━━━━━ EXCERPT TO READ

Commentary: Delaware-grown oysters whet appetites at holiday feasts

By Ed Hale

Fried oysters. Oyster stew. Oyster stuffing. Communities around the United States have made culinary traditions out of serving oysters during the holidays, whether tied to Thanksgiving, Christmas or New Year’s.

Ed Hale

Explanations of the origins of the tradition vary — some say that Catholic immigrants observing restrictions against eating meat made seafood popular around the holidays or that it was because inland areas in the 19th century could only get oysters shipped cold enough starting in December. But what is certain is that the tradition has gained and kept popularity because oysters are plentiful along the coast, delicious in the fall and winter and healthy sources of protein and minerals.

To meet the appetites of seafood lovers in Delaware, oysters have been both caught wild and farmed, and a growing industry farming oysters in the Inland Bays is creating a renewed tradition of incorporating local shellfish in our holiday meals.

Commercial oyster fishing dates back to the 19th century and helped form an important economic and social component to the fabric of the state of Delaware. From the 1890s to the 1930s, landings of market oysters varied between 1.5 million to 2.4 million bushels per year in the Delaware Bay, but those numbers started to decline in the middle of the 20th century.

Today, wild harvest commercial quotas (thousands of bushels) represent small fractions of historical catches (millions of bushels), but that decline presents a unique opportunity to use innovative, applied technology, such as starting oysters’ growth in controlled tanks on land before growing them to market size in Delaware’s waterways. These techniques — many of which are practiced, refined and taught by the Delaware Sea Grant College Program to commercial seafood producers in the state — enhance economic opportunities, while improving sustainability in coastal communities in Delaware.

Oysters are uniquely beneficial. They not only provide healthy food and jobs along the coast, but they also improve water quality because they are filter feeders, straining excess nutrients and algae out of the salty rivers and bays where they are grown.

━━━━━━━━━━

◆ INSTRUCTIONS FOR THE TASK ◆
Decide whether each statement agrees with the commentary on Delaware oysters, answering yes or no and quoting the words of the commentary that settle it: (a) From the 1890s to the 1930s, yearly landings of market oysters in the Delaware Bay ranged from 1.5 million to 2.4 million bushels. (b) Today's wild harvest commercial quotas are larger than historical catches. (c) Oysters improve water quality because they are filter feeders. The lines that come next have no connection to the commentary on Delaware oysters.

━━━━━ MATERIAL PROVIDED

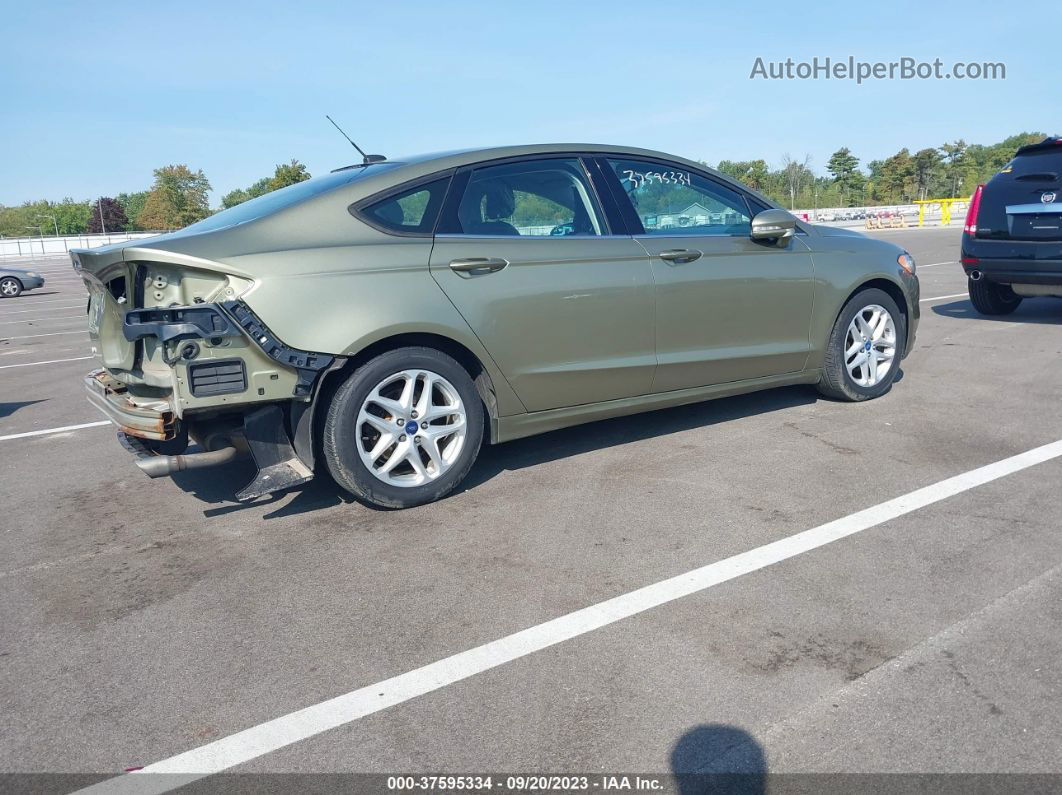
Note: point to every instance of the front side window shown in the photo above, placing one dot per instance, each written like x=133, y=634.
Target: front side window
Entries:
x=671, y=200
x=548, y=197
x=412, y=211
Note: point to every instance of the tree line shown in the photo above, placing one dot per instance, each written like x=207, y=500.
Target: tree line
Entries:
x=949, y=171
x=177, y=197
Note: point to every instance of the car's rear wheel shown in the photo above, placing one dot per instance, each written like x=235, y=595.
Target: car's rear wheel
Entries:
x=404, y=429
x=863, y=351
x=991, y=297
x=10, y=287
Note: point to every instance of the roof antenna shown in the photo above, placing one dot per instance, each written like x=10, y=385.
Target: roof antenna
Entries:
x=364, y=158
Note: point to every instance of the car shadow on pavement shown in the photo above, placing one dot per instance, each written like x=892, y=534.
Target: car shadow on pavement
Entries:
x=219, y=485
x=7, y=409
x=496, y=459
x=1041, y=310
x=718, y=758
x=39, y=294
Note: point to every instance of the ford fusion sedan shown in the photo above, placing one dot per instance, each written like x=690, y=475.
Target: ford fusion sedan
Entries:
x=14, y=281
x=386, y=321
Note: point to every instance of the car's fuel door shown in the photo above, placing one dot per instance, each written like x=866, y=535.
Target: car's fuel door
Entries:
x=110, y=287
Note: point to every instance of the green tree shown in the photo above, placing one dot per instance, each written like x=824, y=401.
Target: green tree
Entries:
x=132, y=206
x=925, y=168
x=177, y=199
x=289, y=173
x=114, y=215
x=234, y=197
x=844, y=168
x=285, y=174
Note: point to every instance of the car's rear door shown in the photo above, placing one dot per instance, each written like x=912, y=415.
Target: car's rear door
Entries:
x=1024, y=201
x=728, y=308
x=525, y=253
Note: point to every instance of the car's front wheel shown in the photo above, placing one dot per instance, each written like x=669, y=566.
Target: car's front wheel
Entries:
x=404, y=429
x=10, y=287
x=990, y=297
x=863, y=351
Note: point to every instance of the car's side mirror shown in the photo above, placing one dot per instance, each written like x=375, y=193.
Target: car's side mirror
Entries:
x=773, y=225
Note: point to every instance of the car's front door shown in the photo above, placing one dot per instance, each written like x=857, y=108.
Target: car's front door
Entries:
x=728, y=308
x=565, y=308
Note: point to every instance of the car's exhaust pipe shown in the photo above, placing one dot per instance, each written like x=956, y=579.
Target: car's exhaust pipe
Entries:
x=160, y=466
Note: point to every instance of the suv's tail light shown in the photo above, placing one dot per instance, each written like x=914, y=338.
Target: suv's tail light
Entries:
x=975, y=204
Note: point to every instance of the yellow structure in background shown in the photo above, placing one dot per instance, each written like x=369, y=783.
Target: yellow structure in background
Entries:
x=945, y=208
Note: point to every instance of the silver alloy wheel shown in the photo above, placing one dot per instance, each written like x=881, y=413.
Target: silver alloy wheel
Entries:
x=870, y=345
x=411, y=428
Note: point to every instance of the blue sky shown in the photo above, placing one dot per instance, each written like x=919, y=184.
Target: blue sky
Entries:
x=97, y=96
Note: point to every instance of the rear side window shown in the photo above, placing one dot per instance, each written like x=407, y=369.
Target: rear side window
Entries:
x=1035, y=165
x=537, y=197
x=671, y=200
x=412, y=211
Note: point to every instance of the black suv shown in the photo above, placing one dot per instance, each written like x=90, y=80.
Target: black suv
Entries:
x=1012, y=239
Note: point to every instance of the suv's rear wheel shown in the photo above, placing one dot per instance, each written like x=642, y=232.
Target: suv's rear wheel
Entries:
x=10, y=287
x=863, y=351
x=404, y=429
x=990, y=297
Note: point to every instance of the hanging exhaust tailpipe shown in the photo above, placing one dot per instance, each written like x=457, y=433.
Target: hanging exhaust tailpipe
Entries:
x=160, y=466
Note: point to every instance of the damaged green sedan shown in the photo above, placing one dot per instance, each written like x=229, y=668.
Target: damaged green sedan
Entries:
x=384, y=321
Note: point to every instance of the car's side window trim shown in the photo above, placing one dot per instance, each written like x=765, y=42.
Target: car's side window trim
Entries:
x=626, y=209
x=629, y=211
x=448, y=226
x=435, y=205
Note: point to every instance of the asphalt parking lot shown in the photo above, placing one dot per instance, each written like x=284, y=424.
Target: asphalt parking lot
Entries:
x=144, y=619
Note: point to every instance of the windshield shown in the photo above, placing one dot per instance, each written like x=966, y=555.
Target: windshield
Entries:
x=278, y=200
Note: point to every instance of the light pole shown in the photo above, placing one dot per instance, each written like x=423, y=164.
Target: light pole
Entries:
x=54, y=223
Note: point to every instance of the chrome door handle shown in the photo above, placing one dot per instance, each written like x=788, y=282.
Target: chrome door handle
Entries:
x=478, y=264
x=680, y=256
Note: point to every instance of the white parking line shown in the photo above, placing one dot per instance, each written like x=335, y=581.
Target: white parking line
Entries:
x=41, y=320
x=32, y=300
x=50, y=309
x=48, y=431
x=52, y=333
x=50, y=361
x=941, y=297
x=268, y=737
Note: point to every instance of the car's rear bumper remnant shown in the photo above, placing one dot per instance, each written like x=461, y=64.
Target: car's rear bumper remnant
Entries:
x=150, y=420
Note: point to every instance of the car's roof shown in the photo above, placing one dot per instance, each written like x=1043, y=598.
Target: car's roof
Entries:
x=456, y=158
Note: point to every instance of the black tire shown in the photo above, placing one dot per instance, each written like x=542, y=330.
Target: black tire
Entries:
x=991, y=297
x=837, y=382
x=10, y=288
x=340, y=432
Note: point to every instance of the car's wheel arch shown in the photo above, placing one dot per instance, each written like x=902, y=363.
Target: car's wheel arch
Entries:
x=887, y=286
x=17, y=280
x=486, y=383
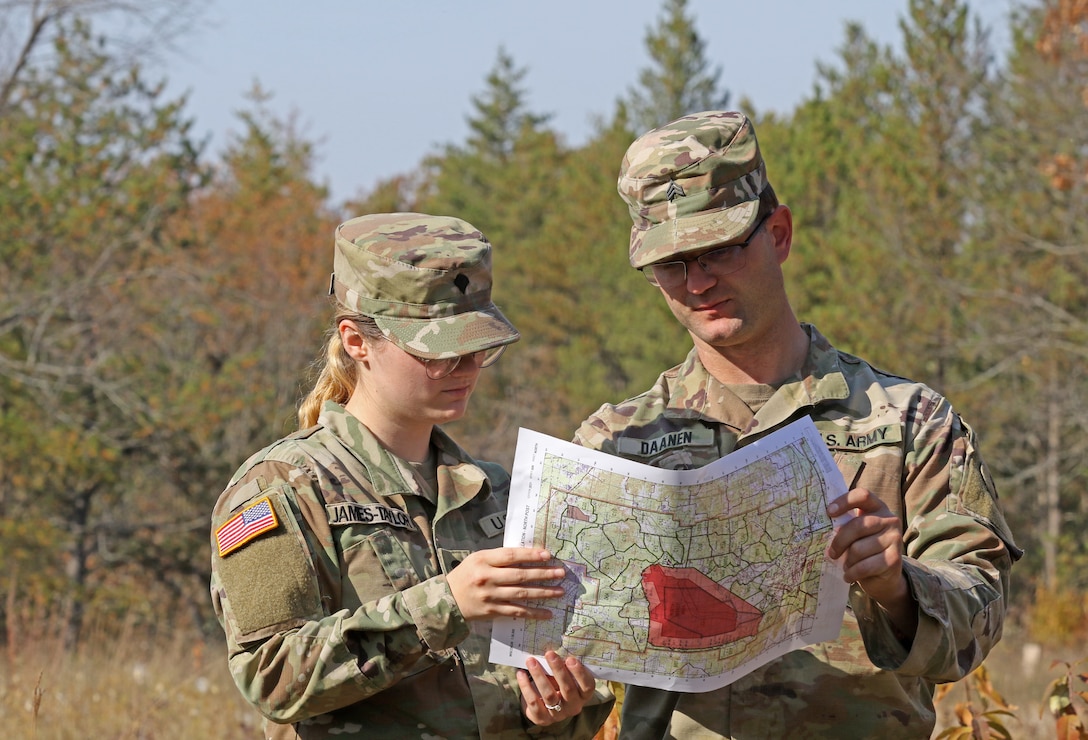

━━━━━━━━━━

◆ ANSWER BOX ◆
(a) Yes: "landings of market oysters varied between 1.5 million to 2.4 million bushels per year in the Delaware Bay"
(b) No: "wild harvest commercial quotas (thousands of bushels) represent small fractions of historical catches (millions of bushels)"
(c) Yes: "they also improve water quality because they are filter feeders"